# TO DO
Return every line from the records below that has the word "green".

=== Begin Enclosure ===

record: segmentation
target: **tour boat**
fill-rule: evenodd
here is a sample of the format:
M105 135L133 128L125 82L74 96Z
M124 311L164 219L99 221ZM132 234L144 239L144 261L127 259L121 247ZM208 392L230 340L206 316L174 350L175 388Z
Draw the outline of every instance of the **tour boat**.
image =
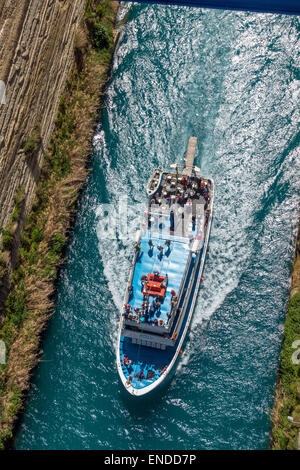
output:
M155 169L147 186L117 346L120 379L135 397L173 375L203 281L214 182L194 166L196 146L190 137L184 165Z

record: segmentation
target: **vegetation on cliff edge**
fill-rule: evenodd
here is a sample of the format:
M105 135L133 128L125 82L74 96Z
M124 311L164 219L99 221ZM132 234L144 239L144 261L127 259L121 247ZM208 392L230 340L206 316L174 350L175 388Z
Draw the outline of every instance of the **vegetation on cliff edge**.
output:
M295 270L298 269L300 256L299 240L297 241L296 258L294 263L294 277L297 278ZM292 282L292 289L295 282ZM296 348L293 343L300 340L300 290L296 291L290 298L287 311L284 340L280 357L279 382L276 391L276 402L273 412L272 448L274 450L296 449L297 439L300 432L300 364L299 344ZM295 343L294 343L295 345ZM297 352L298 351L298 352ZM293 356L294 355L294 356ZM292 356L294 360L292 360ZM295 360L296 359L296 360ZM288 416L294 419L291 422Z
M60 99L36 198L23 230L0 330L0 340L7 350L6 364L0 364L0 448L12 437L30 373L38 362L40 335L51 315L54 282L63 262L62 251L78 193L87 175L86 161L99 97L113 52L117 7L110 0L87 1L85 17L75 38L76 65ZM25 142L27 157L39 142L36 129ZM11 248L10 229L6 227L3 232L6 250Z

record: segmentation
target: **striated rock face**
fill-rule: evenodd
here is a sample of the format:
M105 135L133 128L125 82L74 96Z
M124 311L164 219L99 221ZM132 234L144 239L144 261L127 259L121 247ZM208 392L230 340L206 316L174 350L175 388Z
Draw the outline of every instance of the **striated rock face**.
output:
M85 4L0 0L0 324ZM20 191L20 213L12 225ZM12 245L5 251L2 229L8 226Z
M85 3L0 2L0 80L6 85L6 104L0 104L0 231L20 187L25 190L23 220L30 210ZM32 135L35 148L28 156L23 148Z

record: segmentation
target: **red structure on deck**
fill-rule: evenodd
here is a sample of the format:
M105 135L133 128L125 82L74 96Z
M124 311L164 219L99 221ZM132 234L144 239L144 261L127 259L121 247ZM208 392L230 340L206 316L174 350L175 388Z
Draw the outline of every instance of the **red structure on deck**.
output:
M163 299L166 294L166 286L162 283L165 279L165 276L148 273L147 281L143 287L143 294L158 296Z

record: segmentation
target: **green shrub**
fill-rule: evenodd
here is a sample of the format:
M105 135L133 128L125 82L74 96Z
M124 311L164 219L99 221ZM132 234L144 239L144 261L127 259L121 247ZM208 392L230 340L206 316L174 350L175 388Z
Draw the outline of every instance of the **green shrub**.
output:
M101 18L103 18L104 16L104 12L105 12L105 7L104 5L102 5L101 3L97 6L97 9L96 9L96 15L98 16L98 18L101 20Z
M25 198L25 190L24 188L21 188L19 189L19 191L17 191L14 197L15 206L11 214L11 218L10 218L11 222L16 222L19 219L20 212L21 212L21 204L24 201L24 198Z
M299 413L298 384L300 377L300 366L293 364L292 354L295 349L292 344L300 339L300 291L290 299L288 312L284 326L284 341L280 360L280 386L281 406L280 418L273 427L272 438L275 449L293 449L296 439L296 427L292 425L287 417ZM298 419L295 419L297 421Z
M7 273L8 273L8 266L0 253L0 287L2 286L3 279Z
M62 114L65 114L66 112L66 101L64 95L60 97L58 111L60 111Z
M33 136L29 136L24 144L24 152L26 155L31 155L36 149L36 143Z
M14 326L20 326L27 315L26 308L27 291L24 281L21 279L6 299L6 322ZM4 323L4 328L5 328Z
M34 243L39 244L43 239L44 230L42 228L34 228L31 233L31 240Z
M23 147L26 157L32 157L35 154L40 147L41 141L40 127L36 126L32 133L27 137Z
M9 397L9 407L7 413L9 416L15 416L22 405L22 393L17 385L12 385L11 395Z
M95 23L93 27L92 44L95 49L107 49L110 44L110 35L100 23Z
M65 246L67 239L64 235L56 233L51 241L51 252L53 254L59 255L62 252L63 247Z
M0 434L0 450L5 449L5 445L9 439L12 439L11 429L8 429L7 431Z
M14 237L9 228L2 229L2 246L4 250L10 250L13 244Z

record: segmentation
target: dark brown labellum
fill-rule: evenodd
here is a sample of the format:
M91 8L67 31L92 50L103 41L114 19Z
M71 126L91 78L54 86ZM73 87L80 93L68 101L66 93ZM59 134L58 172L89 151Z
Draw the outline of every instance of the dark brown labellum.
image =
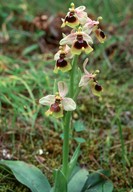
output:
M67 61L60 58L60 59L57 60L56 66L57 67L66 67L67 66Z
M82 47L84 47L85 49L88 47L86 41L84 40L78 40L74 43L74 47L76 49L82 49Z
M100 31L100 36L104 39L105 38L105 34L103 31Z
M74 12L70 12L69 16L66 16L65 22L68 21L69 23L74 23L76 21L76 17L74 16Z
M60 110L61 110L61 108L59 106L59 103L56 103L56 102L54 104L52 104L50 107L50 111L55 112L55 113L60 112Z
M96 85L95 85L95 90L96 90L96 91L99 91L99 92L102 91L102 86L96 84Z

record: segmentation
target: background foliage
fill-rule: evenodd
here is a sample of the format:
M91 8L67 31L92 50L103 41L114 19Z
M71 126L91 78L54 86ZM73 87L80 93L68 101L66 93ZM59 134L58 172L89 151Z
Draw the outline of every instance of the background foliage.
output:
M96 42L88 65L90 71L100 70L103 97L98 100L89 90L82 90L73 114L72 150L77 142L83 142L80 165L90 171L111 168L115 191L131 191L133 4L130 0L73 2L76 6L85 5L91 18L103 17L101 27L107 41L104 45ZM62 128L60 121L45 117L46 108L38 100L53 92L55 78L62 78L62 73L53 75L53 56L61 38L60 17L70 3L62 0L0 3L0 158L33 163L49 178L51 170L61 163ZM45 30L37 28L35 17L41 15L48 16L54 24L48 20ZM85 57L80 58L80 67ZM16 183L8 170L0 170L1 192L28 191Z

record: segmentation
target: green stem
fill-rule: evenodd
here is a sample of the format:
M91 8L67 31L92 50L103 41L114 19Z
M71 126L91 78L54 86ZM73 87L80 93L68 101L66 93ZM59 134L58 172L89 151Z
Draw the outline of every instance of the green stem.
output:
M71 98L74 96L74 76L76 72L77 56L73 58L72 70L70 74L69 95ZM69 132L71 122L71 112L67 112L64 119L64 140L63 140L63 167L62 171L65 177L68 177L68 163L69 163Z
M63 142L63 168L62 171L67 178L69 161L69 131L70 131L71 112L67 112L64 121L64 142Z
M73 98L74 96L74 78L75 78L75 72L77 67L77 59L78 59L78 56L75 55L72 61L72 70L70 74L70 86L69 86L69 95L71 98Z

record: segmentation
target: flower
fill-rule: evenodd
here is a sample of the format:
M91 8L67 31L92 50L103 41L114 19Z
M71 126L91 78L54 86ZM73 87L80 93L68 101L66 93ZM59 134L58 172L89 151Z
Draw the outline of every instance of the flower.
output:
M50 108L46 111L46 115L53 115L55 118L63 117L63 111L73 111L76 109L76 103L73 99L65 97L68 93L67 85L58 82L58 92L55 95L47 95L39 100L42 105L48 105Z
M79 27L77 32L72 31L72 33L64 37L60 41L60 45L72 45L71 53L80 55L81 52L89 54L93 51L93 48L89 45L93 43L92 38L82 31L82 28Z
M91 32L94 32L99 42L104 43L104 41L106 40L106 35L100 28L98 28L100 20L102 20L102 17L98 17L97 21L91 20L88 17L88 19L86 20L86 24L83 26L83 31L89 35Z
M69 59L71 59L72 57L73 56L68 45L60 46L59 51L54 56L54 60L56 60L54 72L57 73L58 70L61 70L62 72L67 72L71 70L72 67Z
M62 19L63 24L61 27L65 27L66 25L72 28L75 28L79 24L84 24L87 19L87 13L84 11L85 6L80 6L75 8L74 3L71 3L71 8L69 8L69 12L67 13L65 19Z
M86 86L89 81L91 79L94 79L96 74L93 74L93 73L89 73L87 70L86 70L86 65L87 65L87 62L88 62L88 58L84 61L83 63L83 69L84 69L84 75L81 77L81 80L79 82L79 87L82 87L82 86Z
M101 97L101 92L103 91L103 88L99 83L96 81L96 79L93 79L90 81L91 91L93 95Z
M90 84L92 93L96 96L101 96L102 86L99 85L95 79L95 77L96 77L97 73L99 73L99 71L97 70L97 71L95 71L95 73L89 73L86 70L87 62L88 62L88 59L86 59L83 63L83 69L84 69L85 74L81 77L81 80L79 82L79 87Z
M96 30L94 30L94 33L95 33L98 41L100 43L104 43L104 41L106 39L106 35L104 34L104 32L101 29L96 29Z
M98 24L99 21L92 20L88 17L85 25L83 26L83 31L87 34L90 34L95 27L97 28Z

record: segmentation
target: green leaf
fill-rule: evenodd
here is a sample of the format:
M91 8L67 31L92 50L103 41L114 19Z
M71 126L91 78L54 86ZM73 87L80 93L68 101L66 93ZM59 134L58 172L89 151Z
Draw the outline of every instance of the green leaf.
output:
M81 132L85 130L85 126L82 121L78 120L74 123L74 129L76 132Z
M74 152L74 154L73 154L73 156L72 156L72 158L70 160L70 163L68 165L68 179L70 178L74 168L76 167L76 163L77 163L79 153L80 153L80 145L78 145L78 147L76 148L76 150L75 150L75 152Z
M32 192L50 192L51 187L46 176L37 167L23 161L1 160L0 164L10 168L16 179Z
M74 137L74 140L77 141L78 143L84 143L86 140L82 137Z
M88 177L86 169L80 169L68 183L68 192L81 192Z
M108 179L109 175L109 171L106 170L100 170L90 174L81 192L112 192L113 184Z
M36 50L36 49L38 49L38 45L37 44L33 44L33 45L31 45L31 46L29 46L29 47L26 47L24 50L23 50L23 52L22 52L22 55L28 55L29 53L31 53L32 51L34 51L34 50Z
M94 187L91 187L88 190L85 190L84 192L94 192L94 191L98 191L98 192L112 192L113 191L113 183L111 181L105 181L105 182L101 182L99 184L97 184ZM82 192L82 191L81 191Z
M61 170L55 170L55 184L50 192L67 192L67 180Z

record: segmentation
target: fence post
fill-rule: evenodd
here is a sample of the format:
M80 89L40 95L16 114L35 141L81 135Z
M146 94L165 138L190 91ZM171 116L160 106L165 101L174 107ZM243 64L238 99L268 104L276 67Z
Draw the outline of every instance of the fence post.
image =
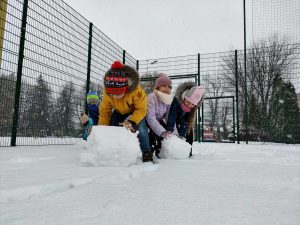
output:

=== End Enclosure ===

# TASK SOLUTION
target: **green shrub**
Draw the outline of every instance of the **green shrub**.
target: green stem
Draw the outline of every instance of the green stem.
target: green leaf
Draw the outline of every instance of the green leaf.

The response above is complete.